§ **Reading passage**:
OK, no surprises there – it would be a bit naive to expect oil companies to accept any moral responsibility. (And as Werewolf reported, the longer Anadarko can string out the legal delays, more complainants die and drop off the compensation register.) Moral issues aside though…wouldn’t you expect that when a company gets hit with a liability that is potentially more than treble the $4 billin that the market had been expecting that this would ripple through the sharemarket and affect the company’s share price ? Isn’t that how a deterrence system is supposed to work ? That if a company screws up and incurs legal penalties, its share price will suffer – and therefore this prospect should work pre-emptively and serve to encourage good safety and environmental standards ? Apparently not. Oh, there were a few brief murmuring s that a weakened Anadarko might become ripe for takeover by Exxon or Chevron.
Since then, it has been fascinating to see the sharemarket analysts and tip sheets rally behind Anadarko. Here’s how Deutsche Bank weighs it up: [Anadarko] likely comes out of Tronox in a more aggressive monetization/value realization mode with the market focused on NAV [Net Asset Value] upside and improving operating trends in 2014.” In plain English, this means that Anadarko can ride this one out, baby.
Another analysis available here also tells shareholders to hang onto those Anadarko shares at the circa $78-80 level where they are now. It outlines the levels of financial penalty the court might apply to Anadarko, and the impact this would have on current shareholders – but argues that the shares will rebound to a level way, way above their current position, based on those net asset values and future prospects mentioned by Deutsche Bank:
Analysts have estimated per-share net asset value of the company to be between $125 to $151. Even if I consider NAV of $125 per share, at its current price the stock is trading about 37% below this level. Once the uncertainty ends over how much penalty the company has to pay, stock price is expected to rise.

§ **Data shown**:
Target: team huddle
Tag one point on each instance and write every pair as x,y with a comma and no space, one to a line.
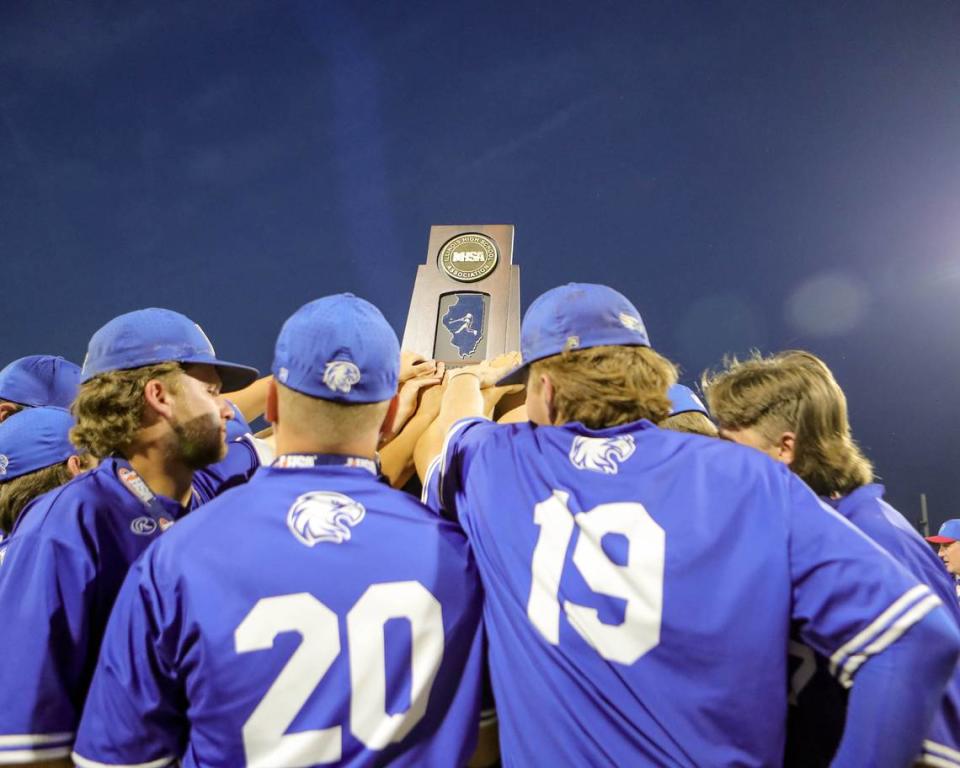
593,577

§ **Problems to work on**:
**1.** In the Anadarko share-price commentary, rewrite the part that opens with the words containing "Another analysis available" and closes with "expected to rise.", replacing "Anadarko" with "the firm".
**2.** List every dollar figure per share that the Anadarko share-price commentary gives for the company's stock.
**3.** Continue the commentary on Anadarko's share price from its last sentence.
The data come from a separate source.

§ **Set of answers**:
**1.**
Another analysis available here also tells shareholders to hang onto those the firm shares at the circa $78-80 level where they are now. It outlines the levels of financial penalty the court might apply to the firm, and the impact this would have on current shareholders – but argues that the shares will rebound to a level way, way above their current position, based on those net asset values and future prospects mentioned by Deutsche Bank:
Analysts have estimated per-share net asset value of the company to be between $125 to $151. Even if I consider NAV of $125 per share, at its current price the stock is trading about 37% below this level. Once the uncertainty ends over how much penalty the company has to pay, stock price is expected to rise.

**2.**
$78-80 (the current share price)
$125 (low estimate of per-share net asset value)
$151 (high estimate of per-share net asset value)

**3.**
Oh, and another thing. Any payments Anadarko may finally have to pay to fix the sites and compensate the people and places that its subsidiary has poisoned, may well be tax deductible:
It is still not clear whether Anadarko can claim a tax deduction on this payment. Some analysts believe it can, but others do not and that the real picture will be out only in future proceedings.
Here’s how it works:
Courts can impose punitive damages against a company when its actions cause harm. The [US] tax code, however, lets companies write off their payment, which produces an after-tax savings worth about 40 percent. Take the case of the Exxon Valdez, a tanker ship that ran aground and released nearly 11 million gallons of oil into Alaska’s Prince William Sound in 1989. Following this spill a court set punitive damages at $5 billion. Exxon litigated the decision for nearly 20 years until 2005 when the Supreme Court slashed the company’s punitive damages to $500 million. Of that, Exxon paid about $300 million after taking its tax deduction for punitive damages. Exxon’s profits that same year totaled $36.1 billion.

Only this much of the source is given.